# Text provided:
>> begin

Fast ARMv6M mempy - Part 2 - Options & Results
This is the 2nd part of "Fast ARMv6M mempy", see other parts you may have missed:
- Part 1 - ASM code
- Part 2 - Options & Results
- Part 3 - Replace SDK memcpy
- Part 4 - Automated case generation
- Part 5 - Test function
- Part 6 - Benchmark function
Full code available at github (test project, only fast ARMv6M mempy).
Configuration options
The code has been designed to allow customization, these are the options available (size differences are only rough approximations):
- MEMCPY_ARMV6M_MISALIGNED_COPY_LOOP_WORDS (miwo)
It chooses the loop used for misaligned copy.
Value | loop used | Code size vs. reference | Description |
---|---|---|---|
0 | src_aligned | 0 (reference) | Slowest |
1 | miwo1 | +144 | Fast |
2 | miwo2 | +209 | Fastest |
- MEMCPY_ARMV6M_MED_SIZE_SPEED (mssp)
It chooses the copy loop used for misaligned medium size copy.

>> end

# Exercise requirements:
- a) In the fast ARMv6M memcpy text, which loop does setting MEMCPY_ARMV6M_MISALIGNED_COPY_LOOP_WORDS to 2 select?
- b) Report only the number of lines in the entries below that contain the string "smiling", counting case-sensitively.

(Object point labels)

>> begin

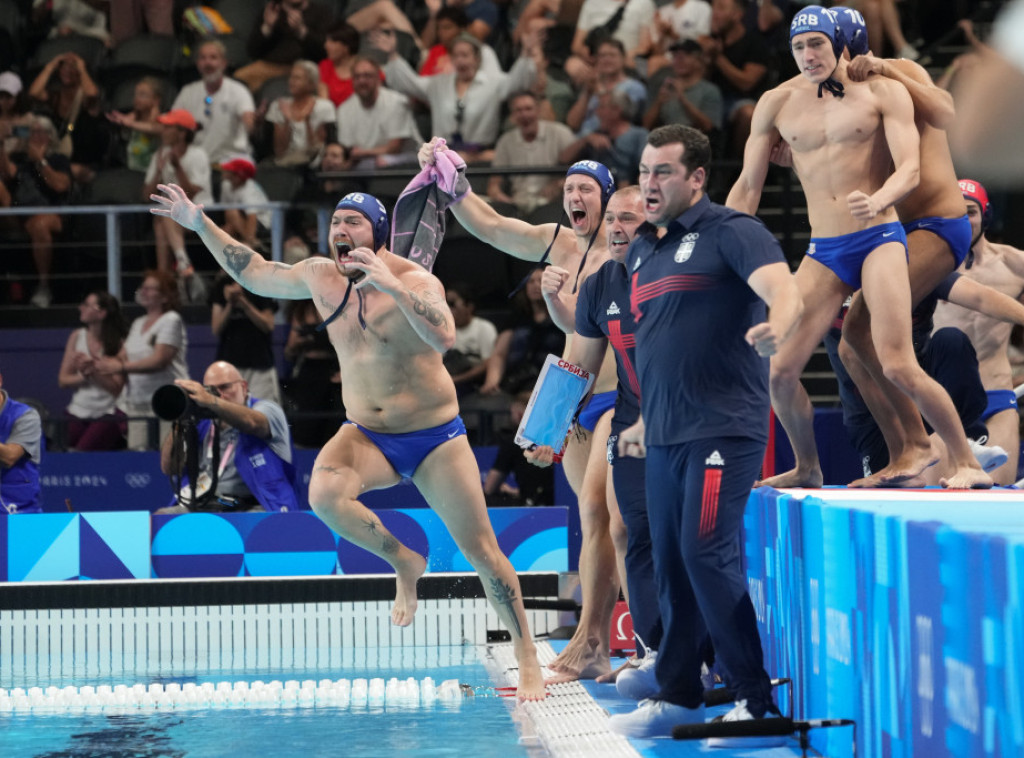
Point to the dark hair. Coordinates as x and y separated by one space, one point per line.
345 34
696 146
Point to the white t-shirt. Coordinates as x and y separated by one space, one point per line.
250 193
197 166
223 134
169 329
389 118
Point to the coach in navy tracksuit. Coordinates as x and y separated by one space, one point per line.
698 295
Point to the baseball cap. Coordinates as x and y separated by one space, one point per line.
10 82
178 117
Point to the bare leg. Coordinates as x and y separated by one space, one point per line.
586 656
822 293
450 480
348 465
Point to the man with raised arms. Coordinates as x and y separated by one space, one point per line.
588 186
845 137
389 323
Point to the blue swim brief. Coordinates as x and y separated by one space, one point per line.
953 232
998 401
845 254
595 409
406 451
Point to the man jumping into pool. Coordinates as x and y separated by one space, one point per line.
389 323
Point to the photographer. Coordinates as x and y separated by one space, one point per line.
252 468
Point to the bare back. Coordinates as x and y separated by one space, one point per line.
391 380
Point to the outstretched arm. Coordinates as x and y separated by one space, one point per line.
247 266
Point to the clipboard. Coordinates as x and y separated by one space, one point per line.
560 388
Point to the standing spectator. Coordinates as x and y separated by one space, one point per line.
465 106
531 141
154 355
243 324
607 74
376 127
341 46
222 106
93 419
291 30
72 100
466 361
20 453
141 123
129 16
240 185
300 120
738 67
684 95
178 161
39 176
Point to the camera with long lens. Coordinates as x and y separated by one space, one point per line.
171 403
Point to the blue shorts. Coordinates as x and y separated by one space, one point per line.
953 232
406 451
998 401
845 254
595 409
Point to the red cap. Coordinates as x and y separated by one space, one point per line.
242 166
178 117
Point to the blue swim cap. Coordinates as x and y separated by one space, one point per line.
373 209
816 18
599 172
854 29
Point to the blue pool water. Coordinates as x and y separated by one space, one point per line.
480 726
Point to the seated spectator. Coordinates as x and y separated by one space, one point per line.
341 46
239 185
20 453
376 127
290 31
245 452
141 123
474 340
608 74
243 324
684 96
15 121
177 162
465 106
93 420
737 66
154 354
300 120
39 176
532 485
312 387
220 104
615 141
531 141
71 99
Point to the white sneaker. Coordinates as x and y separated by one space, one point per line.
989 456
639 683
739 713
654 718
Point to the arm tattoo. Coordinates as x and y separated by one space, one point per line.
389 545
503 594
238 257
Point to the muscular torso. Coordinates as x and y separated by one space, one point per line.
990 338
838 146
391 380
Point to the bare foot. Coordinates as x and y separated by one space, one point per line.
609 678
794 477
967 478
407 576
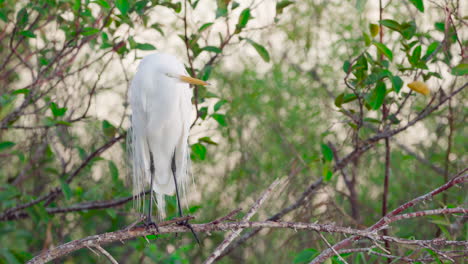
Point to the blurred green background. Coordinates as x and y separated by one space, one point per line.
277 106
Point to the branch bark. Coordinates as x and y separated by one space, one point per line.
172 227
461 177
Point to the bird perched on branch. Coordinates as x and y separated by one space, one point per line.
160 99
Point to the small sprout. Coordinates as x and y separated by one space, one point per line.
419 87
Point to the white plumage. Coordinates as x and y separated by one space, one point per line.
160 99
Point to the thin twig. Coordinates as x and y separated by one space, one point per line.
107 254
236 232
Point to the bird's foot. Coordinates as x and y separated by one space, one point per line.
189 226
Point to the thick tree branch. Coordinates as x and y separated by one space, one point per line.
461 177
172 227
236 232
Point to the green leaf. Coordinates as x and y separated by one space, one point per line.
206 72
281 5
203 112
88 31
408 29
378 95
114 171
220 118
326 172
212 49
349 98
391 24
108 129
339 100
243 19
384 50
460 69
207 140
416 56
145 46
260 50
327 152
374 29
419 4
22 18
218 105
28 34
234 5
102 3
346 66
397 83
6 145
57 111
431 49
123 6
199 151
360 5
66 189
205 26
76 5
367 39
3 15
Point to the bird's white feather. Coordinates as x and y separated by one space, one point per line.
160 123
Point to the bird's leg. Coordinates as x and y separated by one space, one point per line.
184 222
149 222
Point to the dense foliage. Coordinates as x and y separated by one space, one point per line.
365 100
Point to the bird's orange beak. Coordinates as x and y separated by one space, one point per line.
188 79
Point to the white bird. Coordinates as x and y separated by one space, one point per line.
160 100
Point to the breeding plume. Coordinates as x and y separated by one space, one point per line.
160 99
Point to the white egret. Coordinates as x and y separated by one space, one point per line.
160 99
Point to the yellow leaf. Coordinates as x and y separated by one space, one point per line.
419 87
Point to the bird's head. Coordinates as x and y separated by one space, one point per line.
171 67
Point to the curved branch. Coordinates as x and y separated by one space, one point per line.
172 227
461 177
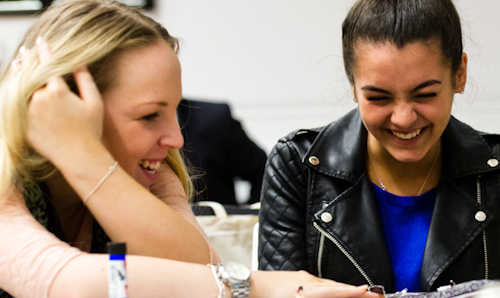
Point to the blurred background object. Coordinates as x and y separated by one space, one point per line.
221 154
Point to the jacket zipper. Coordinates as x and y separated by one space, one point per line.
479 200
342 249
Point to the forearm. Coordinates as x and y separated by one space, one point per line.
130 213
169 190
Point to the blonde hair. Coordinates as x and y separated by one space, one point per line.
81 32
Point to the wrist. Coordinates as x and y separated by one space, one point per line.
233 279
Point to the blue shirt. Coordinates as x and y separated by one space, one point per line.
406 222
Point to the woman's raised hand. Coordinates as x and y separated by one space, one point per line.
60 121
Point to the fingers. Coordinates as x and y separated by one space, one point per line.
334 290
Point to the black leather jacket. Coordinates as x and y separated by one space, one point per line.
319 211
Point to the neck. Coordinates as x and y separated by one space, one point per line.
404 179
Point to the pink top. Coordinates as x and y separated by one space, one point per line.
31 257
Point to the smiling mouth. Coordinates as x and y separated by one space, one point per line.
150 166
406 136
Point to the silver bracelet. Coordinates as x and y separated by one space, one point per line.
110 171
220 284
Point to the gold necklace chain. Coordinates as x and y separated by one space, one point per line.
372 160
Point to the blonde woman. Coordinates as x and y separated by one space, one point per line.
88 117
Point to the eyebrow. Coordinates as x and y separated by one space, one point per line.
159 103
420 86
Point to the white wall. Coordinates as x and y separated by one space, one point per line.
279 62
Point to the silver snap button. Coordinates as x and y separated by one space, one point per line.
480 216
326 217
314 160
492 162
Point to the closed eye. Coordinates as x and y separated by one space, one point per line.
427 95
150 117
375 98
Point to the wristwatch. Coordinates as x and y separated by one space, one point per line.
237 277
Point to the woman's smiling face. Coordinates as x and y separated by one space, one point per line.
405 96
140 120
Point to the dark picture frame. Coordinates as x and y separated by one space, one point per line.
35 6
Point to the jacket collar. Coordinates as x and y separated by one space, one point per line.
340 148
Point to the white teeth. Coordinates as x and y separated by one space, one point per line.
407 136
150 166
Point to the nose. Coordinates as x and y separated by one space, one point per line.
172 138
403 114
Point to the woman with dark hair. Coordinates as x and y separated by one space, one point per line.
397 192
89 153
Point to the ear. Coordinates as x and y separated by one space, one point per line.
461 75
353 90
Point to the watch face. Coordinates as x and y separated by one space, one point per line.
237 270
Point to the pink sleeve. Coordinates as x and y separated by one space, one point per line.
30 256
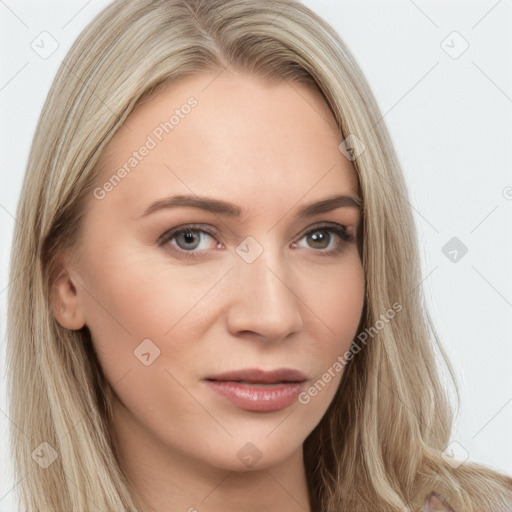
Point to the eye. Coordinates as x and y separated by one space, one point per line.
327 239
320 237
187 239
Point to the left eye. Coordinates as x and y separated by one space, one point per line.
188 239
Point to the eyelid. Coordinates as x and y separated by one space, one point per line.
343 232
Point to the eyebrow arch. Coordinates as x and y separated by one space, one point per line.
229 209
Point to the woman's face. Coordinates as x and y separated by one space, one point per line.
255 284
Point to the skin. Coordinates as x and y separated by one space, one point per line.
270 149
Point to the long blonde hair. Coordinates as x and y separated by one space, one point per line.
379 445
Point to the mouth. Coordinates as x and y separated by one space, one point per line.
256 390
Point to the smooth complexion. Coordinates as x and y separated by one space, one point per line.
270 150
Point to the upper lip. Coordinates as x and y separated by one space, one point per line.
259 376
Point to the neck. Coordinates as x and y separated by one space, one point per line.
160 476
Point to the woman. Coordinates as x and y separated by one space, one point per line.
283 363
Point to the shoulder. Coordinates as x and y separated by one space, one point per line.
436 502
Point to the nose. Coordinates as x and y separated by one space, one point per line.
265 300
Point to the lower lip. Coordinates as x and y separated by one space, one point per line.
257 397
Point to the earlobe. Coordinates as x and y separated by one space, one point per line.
65 302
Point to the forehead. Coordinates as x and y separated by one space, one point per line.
231 136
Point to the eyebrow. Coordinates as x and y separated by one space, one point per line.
231 210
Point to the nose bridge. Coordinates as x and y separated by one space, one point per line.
264 300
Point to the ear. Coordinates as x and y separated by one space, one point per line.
65 301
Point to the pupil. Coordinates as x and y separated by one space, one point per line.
189 237
320 237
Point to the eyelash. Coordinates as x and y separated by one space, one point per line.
337 229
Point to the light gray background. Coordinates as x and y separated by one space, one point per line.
450 119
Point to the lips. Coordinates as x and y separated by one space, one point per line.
257 390
259 376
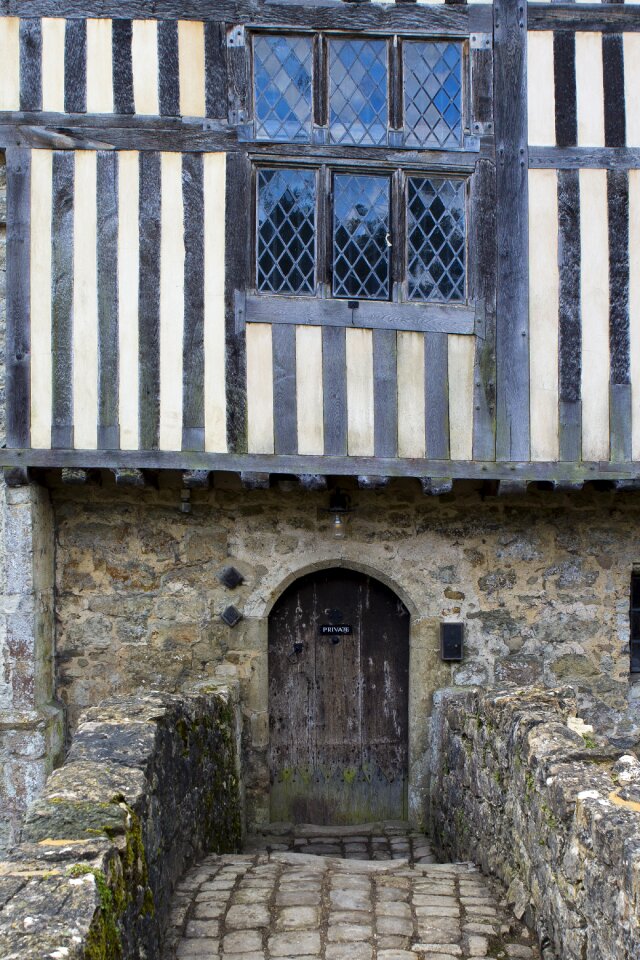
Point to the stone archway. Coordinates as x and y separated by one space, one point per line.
338 700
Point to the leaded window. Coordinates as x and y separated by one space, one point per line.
436 239
358 85
286 231
283 87
361 237
433 94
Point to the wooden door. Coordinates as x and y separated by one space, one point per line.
338 700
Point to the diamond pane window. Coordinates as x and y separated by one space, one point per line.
360 237
282 68
433 94
436 239
286 231
358 82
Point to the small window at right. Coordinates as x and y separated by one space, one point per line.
436 239
433 94
634 623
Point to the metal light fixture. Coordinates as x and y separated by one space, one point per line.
339 508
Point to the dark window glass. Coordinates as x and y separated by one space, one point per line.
433 94
358 91
361 237
286 231
282 69
436 239
634 639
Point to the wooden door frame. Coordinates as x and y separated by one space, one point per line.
427 673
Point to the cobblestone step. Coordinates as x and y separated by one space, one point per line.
282 904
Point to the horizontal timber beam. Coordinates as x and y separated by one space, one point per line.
307 14
252 464
603 18
575 158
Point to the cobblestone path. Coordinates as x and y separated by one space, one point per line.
357 897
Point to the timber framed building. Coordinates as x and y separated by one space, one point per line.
276 270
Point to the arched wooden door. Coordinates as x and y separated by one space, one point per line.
338 700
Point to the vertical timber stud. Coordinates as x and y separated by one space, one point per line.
193 334
18 296
512 321
107 253
237 246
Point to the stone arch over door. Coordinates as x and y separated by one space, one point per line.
338 653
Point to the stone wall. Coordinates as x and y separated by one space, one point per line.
541 583
150 784
539 799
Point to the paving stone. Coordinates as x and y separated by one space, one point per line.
294 944
297 918
242 941
245 917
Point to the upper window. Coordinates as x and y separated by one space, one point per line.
363 91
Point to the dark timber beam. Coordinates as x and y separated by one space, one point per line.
256 468
512 306
448 20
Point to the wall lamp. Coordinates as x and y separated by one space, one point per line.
339 509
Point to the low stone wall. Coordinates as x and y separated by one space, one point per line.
150 784
533 796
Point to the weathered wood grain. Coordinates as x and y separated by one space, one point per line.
564 65
99 66
570 329
614 91
285 415
53 31
411 394
75 66
556 472
107 281
215 399
618 210
85 302
169 68
62 299
482 285
145 69
589 90
128 298
631 57
620 427
40 307
237 246
512 334
149 300
193 366
385 393
436 370
123 101
335 390
30 64
371 315
434 19
594 298
309 390
215 52
18 294
634 306
172 302
541 88
544 296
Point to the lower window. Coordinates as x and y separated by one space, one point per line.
362 236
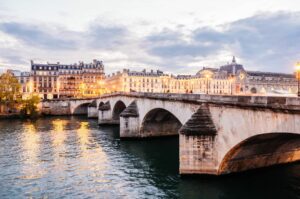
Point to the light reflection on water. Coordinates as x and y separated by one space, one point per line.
72 158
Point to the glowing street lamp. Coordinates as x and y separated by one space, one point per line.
298 76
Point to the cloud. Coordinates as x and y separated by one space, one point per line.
39 36
267 42
106 37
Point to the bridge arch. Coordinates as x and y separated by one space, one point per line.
100 104
160 122
81 109
118 109
260 151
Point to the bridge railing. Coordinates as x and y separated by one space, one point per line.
283 102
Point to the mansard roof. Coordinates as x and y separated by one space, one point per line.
270 74
93 104
105 106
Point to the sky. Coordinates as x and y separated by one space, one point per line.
176 36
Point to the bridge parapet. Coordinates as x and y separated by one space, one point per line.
271 102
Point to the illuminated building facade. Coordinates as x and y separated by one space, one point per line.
65 81
230 79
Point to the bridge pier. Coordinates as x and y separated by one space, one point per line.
197 144
129 122
92 110
105 115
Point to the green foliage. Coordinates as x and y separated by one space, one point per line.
29 106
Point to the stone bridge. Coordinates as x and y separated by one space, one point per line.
217 134
69 107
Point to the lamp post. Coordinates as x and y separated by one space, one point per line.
298 76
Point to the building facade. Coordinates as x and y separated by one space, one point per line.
230 79
65 81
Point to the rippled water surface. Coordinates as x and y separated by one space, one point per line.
71 157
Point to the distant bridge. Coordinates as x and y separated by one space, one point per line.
217 134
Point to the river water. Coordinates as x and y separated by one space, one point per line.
71 157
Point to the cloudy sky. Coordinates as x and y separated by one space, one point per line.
177 36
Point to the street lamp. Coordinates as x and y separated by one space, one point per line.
298 76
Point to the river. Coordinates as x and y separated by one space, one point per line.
72 157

>> end

# Results by task:
- a) miwo2

- b) 2